The answer is a stretch of the material below, returned exactly: the line containing "Target: white interior door", the line containing "[[555, 25], [64, 147], [270, 16], [40, 290]]", and all lines between.

_RECORDS TO PROCESS_:

***

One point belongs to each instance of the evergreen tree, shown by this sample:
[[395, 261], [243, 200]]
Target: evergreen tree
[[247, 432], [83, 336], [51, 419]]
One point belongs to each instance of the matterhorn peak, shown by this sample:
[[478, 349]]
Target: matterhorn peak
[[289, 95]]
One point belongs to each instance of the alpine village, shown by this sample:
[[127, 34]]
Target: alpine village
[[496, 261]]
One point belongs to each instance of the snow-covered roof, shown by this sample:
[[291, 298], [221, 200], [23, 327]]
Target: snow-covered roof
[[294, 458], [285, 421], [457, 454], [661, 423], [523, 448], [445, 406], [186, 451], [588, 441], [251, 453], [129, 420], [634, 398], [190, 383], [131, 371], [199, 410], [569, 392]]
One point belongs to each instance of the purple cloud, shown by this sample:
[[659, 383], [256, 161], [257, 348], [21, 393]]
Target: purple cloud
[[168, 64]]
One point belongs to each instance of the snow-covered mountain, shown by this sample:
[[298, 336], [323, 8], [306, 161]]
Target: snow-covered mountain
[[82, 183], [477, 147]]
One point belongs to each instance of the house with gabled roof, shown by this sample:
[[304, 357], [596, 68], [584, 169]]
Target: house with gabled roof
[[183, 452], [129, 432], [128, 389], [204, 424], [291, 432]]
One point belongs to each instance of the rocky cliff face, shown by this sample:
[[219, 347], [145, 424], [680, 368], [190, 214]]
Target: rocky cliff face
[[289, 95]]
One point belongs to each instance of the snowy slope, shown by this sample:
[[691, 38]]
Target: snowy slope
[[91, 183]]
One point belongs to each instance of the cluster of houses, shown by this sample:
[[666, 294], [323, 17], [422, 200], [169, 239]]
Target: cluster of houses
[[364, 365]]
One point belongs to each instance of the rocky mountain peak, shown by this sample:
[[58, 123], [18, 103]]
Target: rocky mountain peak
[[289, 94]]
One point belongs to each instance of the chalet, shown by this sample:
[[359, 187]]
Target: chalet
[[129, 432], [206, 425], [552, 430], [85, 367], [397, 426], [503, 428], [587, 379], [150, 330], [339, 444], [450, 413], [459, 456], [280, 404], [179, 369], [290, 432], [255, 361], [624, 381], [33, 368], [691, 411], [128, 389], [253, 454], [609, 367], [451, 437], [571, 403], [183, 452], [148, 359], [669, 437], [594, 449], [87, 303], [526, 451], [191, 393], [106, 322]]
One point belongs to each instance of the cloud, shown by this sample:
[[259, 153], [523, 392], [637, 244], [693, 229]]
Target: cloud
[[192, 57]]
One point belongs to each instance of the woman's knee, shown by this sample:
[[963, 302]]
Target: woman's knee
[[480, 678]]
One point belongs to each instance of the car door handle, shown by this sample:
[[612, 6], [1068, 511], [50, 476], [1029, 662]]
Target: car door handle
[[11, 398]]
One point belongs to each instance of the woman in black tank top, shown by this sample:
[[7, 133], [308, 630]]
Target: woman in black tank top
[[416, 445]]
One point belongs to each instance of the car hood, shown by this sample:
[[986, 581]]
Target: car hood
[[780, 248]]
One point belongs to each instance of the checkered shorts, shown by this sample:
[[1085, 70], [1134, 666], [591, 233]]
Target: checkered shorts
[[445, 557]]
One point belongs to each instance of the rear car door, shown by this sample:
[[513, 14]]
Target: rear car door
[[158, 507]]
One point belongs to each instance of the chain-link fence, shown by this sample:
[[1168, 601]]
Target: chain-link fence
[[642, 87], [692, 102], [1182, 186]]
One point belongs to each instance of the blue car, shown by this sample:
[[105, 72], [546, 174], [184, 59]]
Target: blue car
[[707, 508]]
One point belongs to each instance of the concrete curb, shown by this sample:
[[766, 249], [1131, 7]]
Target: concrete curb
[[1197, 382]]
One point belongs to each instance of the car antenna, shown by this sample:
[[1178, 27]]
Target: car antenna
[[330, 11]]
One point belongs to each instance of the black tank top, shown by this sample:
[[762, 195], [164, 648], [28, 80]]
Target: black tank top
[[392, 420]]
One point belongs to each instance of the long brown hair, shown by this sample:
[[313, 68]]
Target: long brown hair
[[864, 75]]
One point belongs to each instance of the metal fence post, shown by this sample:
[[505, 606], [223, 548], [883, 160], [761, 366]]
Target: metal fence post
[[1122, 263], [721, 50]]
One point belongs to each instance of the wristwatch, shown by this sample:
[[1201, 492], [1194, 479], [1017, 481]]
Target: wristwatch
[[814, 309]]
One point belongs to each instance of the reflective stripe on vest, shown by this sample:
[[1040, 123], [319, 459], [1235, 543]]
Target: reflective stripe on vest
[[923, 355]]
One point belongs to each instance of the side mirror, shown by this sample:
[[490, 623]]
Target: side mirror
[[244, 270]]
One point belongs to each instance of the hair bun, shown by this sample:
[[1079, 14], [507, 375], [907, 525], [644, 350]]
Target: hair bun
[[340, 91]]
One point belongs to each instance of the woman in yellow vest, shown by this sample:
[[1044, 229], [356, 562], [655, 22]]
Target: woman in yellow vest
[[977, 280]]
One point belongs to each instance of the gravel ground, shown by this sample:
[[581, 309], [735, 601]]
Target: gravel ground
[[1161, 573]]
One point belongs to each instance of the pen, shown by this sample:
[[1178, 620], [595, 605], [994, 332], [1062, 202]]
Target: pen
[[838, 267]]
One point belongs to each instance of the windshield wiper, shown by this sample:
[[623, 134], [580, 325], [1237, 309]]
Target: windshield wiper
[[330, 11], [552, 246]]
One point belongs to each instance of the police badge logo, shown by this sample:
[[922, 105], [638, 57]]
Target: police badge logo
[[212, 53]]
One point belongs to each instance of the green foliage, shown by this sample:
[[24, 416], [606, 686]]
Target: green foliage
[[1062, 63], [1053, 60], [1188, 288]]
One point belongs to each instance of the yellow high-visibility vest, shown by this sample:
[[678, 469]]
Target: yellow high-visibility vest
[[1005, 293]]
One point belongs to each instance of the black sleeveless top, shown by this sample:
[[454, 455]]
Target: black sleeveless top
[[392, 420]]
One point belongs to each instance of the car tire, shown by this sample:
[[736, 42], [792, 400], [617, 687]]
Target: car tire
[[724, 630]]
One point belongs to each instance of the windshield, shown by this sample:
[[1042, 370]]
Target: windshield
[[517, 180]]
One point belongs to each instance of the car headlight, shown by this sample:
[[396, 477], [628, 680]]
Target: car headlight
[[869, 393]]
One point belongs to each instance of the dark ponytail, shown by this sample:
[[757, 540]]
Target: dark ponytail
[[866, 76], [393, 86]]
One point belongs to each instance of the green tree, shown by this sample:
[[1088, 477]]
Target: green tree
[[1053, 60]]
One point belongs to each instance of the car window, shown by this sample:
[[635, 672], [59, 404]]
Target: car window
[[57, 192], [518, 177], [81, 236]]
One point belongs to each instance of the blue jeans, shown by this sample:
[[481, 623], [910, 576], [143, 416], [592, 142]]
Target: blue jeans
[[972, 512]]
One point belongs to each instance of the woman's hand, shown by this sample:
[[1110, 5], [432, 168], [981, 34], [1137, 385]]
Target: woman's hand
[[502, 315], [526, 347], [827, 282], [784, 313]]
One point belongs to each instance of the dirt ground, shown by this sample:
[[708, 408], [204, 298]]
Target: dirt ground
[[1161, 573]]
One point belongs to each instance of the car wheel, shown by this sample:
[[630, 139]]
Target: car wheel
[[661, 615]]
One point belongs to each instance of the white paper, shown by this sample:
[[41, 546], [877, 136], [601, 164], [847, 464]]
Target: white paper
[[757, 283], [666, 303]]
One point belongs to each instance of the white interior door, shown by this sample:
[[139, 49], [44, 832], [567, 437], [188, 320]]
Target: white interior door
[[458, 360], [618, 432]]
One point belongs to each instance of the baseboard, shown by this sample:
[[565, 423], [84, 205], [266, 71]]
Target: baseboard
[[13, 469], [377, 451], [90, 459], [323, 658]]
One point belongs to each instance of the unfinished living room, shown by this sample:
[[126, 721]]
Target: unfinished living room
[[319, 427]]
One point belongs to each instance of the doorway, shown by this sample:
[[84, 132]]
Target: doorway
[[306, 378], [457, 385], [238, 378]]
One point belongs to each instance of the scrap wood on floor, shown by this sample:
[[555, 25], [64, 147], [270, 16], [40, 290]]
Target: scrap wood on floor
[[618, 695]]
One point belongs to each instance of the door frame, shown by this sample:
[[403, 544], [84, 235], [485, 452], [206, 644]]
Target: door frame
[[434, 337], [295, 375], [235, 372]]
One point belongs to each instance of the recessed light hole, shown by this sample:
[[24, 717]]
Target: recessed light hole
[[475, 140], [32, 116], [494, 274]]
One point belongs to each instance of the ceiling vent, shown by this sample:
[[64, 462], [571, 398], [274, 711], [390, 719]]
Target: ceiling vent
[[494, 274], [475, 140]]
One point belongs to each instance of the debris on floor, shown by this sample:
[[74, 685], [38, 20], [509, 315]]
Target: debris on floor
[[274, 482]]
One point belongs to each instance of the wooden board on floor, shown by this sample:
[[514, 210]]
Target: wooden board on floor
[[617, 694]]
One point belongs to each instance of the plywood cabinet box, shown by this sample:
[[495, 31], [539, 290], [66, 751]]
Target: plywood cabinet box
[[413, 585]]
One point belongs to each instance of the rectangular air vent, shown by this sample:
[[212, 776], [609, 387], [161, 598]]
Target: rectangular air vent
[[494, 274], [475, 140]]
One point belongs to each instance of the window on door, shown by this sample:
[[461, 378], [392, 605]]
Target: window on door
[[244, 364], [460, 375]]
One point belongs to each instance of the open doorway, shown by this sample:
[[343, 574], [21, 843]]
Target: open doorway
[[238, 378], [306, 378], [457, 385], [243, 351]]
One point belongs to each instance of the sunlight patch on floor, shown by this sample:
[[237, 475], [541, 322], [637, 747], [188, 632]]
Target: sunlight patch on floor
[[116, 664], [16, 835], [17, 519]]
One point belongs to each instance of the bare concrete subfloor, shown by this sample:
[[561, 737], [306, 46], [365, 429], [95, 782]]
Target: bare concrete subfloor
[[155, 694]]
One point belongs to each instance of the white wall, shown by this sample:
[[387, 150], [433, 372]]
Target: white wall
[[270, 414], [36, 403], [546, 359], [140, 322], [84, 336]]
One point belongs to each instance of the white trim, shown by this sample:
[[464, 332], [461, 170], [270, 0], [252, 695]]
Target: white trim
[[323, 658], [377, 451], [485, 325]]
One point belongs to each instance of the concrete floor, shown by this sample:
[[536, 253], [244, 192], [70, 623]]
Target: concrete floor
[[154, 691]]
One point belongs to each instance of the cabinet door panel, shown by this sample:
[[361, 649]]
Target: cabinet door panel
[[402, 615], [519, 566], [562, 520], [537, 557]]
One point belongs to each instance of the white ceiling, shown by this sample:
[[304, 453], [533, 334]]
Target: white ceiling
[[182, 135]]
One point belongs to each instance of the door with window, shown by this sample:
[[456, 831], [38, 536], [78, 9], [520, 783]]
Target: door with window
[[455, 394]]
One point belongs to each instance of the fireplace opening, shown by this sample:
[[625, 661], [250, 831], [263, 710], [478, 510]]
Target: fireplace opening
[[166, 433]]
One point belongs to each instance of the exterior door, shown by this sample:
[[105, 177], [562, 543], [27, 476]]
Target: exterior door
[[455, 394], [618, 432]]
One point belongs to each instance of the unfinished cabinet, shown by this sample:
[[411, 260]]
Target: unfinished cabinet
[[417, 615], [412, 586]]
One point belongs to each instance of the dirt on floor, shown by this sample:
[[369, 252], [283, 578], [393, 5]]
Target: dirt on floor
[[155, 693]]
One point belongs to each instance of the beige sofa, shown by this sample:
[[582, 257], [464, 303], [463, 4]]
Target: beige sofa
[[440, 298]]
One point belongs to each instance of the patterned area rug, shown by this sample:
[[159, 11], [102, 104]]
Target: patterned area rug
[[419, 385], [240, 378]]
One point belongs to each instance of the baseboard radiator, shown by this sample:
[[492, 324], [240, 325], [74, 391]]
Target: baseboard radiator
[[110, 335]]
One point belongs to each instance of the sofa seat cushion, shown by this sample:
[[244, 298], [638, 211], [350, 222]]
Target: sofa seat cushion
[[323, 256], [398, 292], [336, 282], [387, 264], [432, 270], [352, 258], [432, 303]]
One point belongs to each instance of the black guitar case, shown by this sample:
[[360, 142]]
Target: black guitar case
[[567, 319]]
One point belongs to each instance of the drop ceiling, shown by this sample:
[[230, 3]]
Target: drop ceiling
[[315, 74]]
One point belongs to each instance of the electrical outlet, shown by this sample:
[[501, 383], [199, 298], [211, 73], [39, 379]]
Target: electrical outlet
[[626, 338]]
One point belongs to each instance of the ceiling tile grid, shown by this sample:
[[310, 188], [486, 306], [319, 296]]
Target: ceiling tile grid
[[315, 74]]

***

_EXPECTED OUTPUT_:
Target: white interior door
[[458, 360], [618, 432]]
One point belongs to each instance of the baseboard, shown by this sample:
[[565, 423], [84, 205], [266, 71]]
Target: baseboard
[[13, 469], [377, 451], [90, 459], [323, 658]]
One point belongs to each instance of the unfinished living room, shown by this sample:
[[126, 721]]
Target: unfinished living room
[[319, 427]]
One point belongs to each instance of the doorway, shown by this sample:
[[84, 132]]
Target: doorway
[[306, 378], [457, 385], [238, 378]]
One point belongs to each instance of the scrap wood on floor, shown by this sample:
[[555, 25], [64, 147], [270, 16], [40, 290]]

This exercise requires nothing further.